Written exercise: Omit the pictures and return every entry exactly as written.

------------

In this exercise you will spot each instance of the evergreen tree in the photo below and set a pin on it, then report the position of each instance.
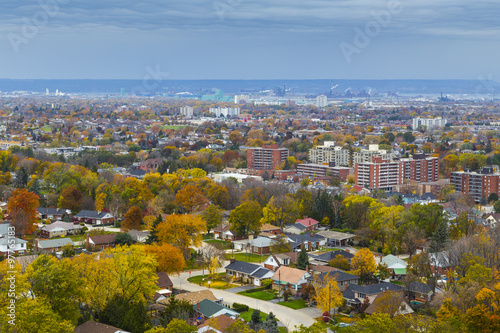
(303, 259)
(439, 237)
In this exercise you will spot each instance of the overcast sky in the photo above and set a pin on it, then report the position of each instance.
(250, 39)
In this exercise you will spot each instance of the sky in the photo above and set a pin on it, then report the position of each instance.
(250, 39)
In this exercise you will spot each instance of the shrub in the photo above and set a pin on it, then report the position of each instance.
(240, 307)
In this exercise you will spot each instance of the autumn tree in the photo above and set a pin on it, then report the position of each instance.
(190, 198)
(132, 219)
(280, 245)
(22, 207)
(169, 258)
(246, 218)
(182, 231)
(363, 264)
(71, 198)
(212, 216)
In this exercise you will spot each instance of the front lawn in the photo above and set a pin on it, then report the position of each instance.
(248, 257)
(217, 283)
(247, 315)
(295, 304)
(262, 295)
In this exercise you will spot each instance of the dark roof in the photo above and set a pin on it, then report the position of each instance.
(103, 239)
(260, 272)
(93, 327)
(331, 255)
(420, 287)
(50, 211)
(163, 280)
(91, 214)
(339, 276)
(242, 267)
(371, 289)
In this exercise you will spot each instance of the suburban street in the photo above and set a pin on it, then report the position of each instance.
(289, 317)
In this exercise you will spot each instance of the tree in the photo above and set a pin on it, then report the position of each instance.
(132, 219)
(123, 238)
(246, 218)
(182, 231)
(280, 245)
(280, 211)
(439, 237)
(212, 216)
(23, 206)
(328, 294)
(339, 262)
(303, 259)
(71, 198)
(190, 198)
(363, 264)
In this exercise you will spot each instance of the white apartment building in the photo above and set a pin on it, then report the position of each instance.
(329, 153)
(365, 155)
(225, 112)
(187, 111)
(428, 122)
(321, 101)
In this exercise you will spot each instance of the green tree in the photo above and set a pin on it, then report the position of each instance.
(303, 258)
(246, 218)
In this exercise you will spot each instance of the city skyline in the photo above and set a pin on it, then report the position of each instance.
(235, 39)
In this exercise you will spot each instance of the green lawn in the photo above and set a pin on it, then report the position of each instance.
(249, 257)
(218, 283)
(295, 304)
(262, 295)
(246, 316)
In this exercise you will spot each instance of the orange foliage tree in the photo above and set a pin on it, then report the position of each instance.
(22, 207)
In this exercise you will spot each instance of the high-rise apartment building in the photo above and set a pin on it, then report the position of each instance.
(329, 153)
(476, 184)
(266, 158)
(428, 122)
(365, 155)
(386, 174)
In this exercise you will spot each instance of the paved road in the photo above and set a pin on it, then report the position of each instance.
(289, 317)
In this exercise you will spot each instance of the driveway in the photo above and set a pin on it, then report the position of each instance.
(289, 317)
(238, 289)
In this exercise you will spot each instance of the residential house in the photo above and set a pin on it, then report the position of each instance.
(95, 218)
(420, 292)
(60, 229)
(164, 285)
(95, 327)
(396, 266)
(248, 272)
(207, 309)
(292, 279)
(335, 238)
(377, 307)
(270, 229)
(309, 240)
(217, 324)
(52, 213)
(309, 223)
(51, 245)
(101, 242)
(343, 279)
(355, 294)
(139, 236)
(12, 245)
(260, 245)
(295, 228)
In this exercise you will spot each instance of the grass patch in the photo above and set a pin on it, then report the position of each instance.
(217, 283)
(262, 295)
(249, 257)
(295, 304)
(246, 316)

------------

Written answer:
In this exercise you will spot each instance of the evergreen tree in the photo below and set a pin on it, then report the position of each instance.
(303, 259)
(439, 237)
In this exercise you will spot each instance of the overcast sky in the photo above and set a pin on it, then report the position of each instance.
(250, 39)
In this exercise you will spot each instance of the sky in the photo above and set a pin on it, then report the position of each instance.
(250, 39)
In this exercise you will spot each instance of the shrub in the photo above and set a pin on it, then report the position of each instance.
(240, 307)
In this exercise you will spot each instance of the autumn tree in the photo above and set a pin on it, then report the position of each instance.
(190, 198)
(132, 219)
(280, 245)
(22, 207)
(169, 258)
(246, 218)
(182, 231)
(363, 264)
(71, 198)
(212, 216)
In this exercise you will spot each instance of the front lawn in the photo above and set a pin on it, then report the position of each instance.
(248, 257)
(217, 283)
(247, 315)
(295, 304)
(262, 295)
In this exercise you will spot each instance of the dark roof in the photo above and set a pin on it, then report the position of each instance.
(103, 239)
(260, 272)
(93, 327)
(331, 255)
(420, 287)
(50, 211)
(163, 280)
(91, 214)
(339, 276)
(242, 267)
(371, 289)
In this exercise you will spot each instance of the suburban street in the photo above and set a pin on it, then report the position of each instance.
(289, 317)
In this exercise you will spot each instance of the tree in the photo above and set a pin on it, then report the position of each instance.
(132, 219)
(123, 238)
(246, 218)
(182, 231)
(280, 245)
(280, 211)
(439, 237)
(212, 216)
(23, 206)
(328, 294)
(339, 262)
(303, 259)
(71, 198)
(190, 198)
(363, 264)
In this exercise you will spot each instance of the white apartment building in the photo above and set a pin on it, then report the position of each instance.
(329, 153)
(365, 155)
(225, 112)
(187, 111)
(428, 122)
(321, 101)
In this exercise you will spot each instance of the green tree in the photo above and set a pin on it, then report the position of each instance.
(303, 258)
(246, 218)
In this exercise you will spot each instance of the city skyline in the photo above and set a pin on it, then report the position of each instance.
(235, 39)
In this exercise you will spot each instance of the green lawn in the photo above and set a pin on it, then report the position of each instance.
(249, 257)
(218, 283)
(295, 304)
(262, 295)
(246, 316)
In this exercise you will spot each instance of the orange foliage tree in the photo above and set a pin on it, then report the position of each instance.
(22, 207)
In this exercise you will spot each instance of the high-rise apartment building in the photo above and set a pin on it, then report the position of each instance.
(329, 153)
(476, 184)
(266, 158)
(428, 122)
(365, 155)
(386, 174)
In this exercise you will spot each instance of the paved road in the photo above and set a pin on it, then report the position of each instance.
(289, 317)
In this exercise you will spot each instance of the driveway in the photo above and set a pin on it, then report the position of each instance.
(289, 317)
(238, 289)
In this exercise you will spot each instance of the residential house in the photo above and set a pin on it, then report the position of each instance.
(95, 218)
(420, 292)
(60, 229)
(164, 285)
(95, 327)
(396, 266)
(248, 272)
(207, 309)
(292, 279)
(335, 238)
(377, 307)
(270, 229)
(309, 240)
(217, 324)
(52, 213)
(309, 223)
(51, 245)
(101, 242)
(343, 279)
(355, 294)
(139, 236)
(12, 245)
(260, 245)
(295, 228)
In this exercise you will spot each instance of the grass patch in the photo above and set a pin on it, then report the position of each instance.
(217, 283)
(262, 295)
(249, 257)
(295, 304)
(246, 316)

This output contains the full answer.